A run of records:
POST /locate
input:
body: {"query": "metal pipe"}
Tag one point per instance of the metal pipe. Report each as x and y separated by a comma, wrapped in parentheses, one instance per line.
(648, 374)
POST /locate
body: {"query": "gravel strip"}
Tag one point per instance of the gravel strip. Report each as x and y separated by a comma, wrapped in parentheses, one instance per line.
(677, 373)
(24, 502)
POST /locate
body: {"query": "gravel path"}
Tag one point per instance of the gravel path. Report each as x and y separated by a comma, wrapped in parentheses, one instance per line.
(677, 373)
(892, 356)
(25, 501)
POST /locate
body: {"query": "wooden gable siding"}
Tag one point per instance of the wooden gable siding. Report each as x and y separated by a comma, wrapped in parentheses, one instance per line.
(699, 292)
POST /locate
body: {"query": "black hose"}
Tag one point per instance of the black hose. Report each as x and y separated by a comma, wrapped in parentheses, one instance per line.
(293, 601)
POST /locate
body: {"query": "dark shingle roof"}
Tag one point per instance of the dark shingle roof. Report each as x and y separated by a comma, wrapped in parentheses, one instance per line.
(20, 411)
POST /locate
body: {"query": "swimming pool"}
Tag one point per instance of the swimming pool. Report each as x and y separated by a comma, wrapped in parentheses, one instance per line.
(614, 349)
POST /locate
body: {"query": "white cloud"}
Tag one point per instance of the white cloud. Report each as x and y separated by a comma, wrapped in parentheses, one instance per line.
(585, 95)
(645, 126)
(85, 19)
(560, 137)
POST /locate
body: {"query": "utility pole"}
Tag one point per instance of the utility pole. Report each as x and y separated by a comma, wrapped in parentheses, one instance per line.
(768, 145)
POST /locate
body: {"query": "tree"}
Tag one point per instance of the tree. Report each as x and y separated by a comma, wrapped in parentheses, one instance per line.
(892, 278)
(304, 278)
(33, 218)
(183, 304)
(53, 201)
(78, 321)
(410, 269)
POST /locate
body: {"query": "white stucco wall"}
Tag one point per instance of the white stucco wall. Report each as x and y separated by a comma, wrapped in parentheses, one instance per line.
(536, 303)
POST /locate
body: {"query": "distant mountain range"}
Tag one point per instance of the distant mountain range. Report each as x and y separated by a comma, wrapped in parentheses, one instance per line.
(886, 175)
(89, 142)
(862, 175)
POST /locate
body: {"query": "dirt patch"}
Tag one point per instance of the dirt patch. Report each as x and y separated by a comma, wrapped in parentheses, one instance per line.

• Goal of the exercise:
Nothing should be changed: write out all of the data as is.

• Answer to the task:
POST /locate
input:
body: {"query": "metal pipe"}
Tag one point per instance of the metal pipe. Report each as x and y separated by a comma, wrapped in parentheses, one instance per line.
(648, 374)
POST /locate
body: {"query": "gravel strip"}
Tag one point per instance of the gravel strip. Report each as x and y separated by a comma, wrapped in parentheses, one instance per line.
(677, 373)
(24, 502)
POST /locate
body: {"query": "gravel path"}
Tag one point per instance of the gravel path. Report each as x and y separated by a comma, wrapped in parentheses, one instance per line.
(677, 373)
(892, 356)
(25, 501)
POST /locate
body: {"query": "wooden gable siding"}
Tag one point per instance of the wooden gable siding. Report each as x and y separated by a comma, wrapped in parentheses, one instance per line.
(699, 292)
POST /locate
body: {"query": "black hose"}
Tag one point per instance of the black hose. Report each as x and y separated by a comma, wrapped in parentheses, one instance per line.
(293, 601)
POST /locate
body: {"query": "dark shingle roof"}
Tag one point per instance of the dark shingle roof. Report each as x and y separated by a comma, wrapped in parentheses, one instance per line.
(20, 411)
POST /locate
body: {"query": "swimming pool"}
Tag one point per instance of the swimming pool. Report each as x and y separated by a comma, wrapped in parentheses, one instance per line.
(614, 349)
POST /locate
body: {"query": "white cloud"}
Tag one point per instance of the white cloud. Report each as x and y separated by a comma, wrapped in parentheses, one instance per line.
(585, 95)
(645, 126)
(85, 19)
(560, 137)
POST /locate
body: {"query": "utility pole"}
Tag one point per instance of the utility pole. Report each as x and y separated by a comma, wrapped in parentheses, one instance per line.
(768, 145)
POST /locate
body: {"query": "tree"}
Tag one point per instance of the tree. Report each as x and y separated by a comma, wrapped in parentheses, one instance per line.
(892, 278)
(304, 278)
(33, 218)
(183, 304)
(53, 201)
(78, 321)
(410, 269)
POST /locate
body: {"query": "white stucco wall"}
Tag one point per instance of the white stucco wall. Report each as x and y separated by a comma, wrapped in parentheses, one instance per line.
(536, 303)
POST /locate
body: {"query": "distant mountain range"}
Tag one point per instance of the distant mountain range. Report each as x and y separated by a comma, wrapped in parentheses, one instance per line.
(886, 175)
(89, 142)
(862, 175)
POST /locate
body: {"query": "dirt patch"}
Tag one point per instance of the dirt patch. Report each as x and y separated by a comma, wrapped in parentheses, one instance per line.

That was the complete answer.